- _What this task involves_:
Revise the data below so that every "separate parts" becomes "distinct pieces", with nothing else altered. Omit the pictures from your answer.

- _Provided data_:
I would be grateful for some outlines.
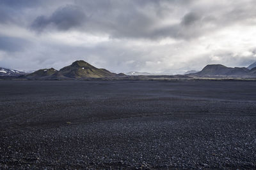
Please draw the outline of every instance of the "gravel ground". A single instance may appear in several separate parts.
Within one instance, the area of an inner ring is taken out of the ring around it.
[[[256,169],[253,81],[0,81],[0,169]]]

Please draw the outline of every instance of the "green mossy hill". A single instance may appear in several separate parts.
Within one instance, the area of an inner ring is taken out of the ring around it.
[[[47,76],[53,75],[54,74],[56,73],[57,72],[58,72],[58,71],[54,68],[42,69],[36,71],[29,74],[28,74],[28,76],[38,76],[38,77]]]
[[[83,60],[77,60],[71,65],[61,69],[54,76],[68,78],[113,77],[115,73],[105,69],[98,69]]]

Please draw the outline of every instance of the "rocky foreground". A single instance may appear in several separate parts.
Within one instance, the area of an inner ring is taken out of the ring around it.
[[[1,81],[0,169],[255,169],[253,81]]]

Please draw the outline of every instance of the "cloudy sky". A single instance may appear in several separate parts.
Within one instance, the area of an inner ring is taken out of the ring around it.
[[[255,0],[0,0],[0,67],[182,73],[256,60]]]

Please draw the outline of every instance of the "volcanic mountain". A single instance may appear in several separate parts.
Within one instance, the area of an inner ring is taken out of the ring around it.
[[[105,69],[98,69],[83,60],[77,60],[61,69],[53,76],[68,78],[103,78],[115,76],[116,74]]]
[[[228,67],[221,64],[206,66],[201,71],[193,74],[198,76],[248,76],[250,69],[246,67]]]
[[[28,74],[27,76],[38,76],[38,77],[42,77],[42,76],[51,76],[55,73],[56,73],[58,71],[54,68],[51,68],[51,69],[39,69],[38,71],[36,71],[29,74]]]
[[[252,69],[255,67],[256,67],[256,62],[253,62],[253,64],[247,67],[247,68],[250,69]]]

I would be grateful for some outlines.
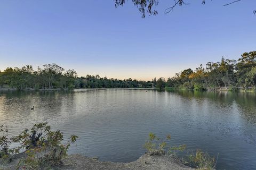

- _Exercise response_:
I would be grateful for some outlines.
Please draw the outline of every instance of the "gravel ground". A single instance may appear in several distinct pieces.
Within one instance, the area of an inner ring is taken out of the ring around it.
[[[256,169],[253,81],[0,81],[0,169]]]

Please draw the outline of every instance of the "green mossy hill". A single instance may appear in several distinct pieces.
Within one instance, the area of an inner ring is taken out of the ring around it.
[[[47,76],[53,75],[54,74],[56,73],[57,72],[58,72],[58,71],[54,68],[42,69],[36,71],[29,74],[28,74],[28,76],[38,76],[38,77]]]
[[[83,60],[77,60],[71,65],[61,69],[54,76],[68,78],[113,77],[115,73],[105,69],[98,69]]]

Please draw the outline of every instance of the "rocky foreground". A single instance may appear in several distinct pieces.
Within one instance, the area of an inner ring is taken out of the ring around it.
[[[1,81],[0,169],[255,169],[253,81]]]

Please draw the outline of every instance of the "cloudy sky". A single instance may appear in several distinct pieces.
Within one instance, the area of an inner ring is taken out of the ring around it.
[[[255,0],[0,0],[0,67],[182,73],[256,60]]]

Please draw the outline of every instance of the "volcanic mountain". A single instance may appear in several distinct pieces.
Within one instance, the area of an inner ring is taken out of the ring around it.
[[[105,69],[98,69],[83,60],[77,60],[61,69],[53,76],[68,78],[103,78],[115,76],[116,74]]]
[[[228,67],[221,64],[206,66],[201,71],[193,74],[198,76],[248,76],[250,69],[246,67]]]
[[[28,74],[27,76],[38,76],[38,77],[42,77],[42,76],[51,76],[55,73],[56,73],[58,71],[54,68],[51,68],[51,69],[39,69],[38,71],[36,71],[29,74]]]
[[[252,69],[255,67],[256,67],[256,62],[253,62],[253,64],[247,67],[247,68],[250,69]]]

I would be grateful for some outlines.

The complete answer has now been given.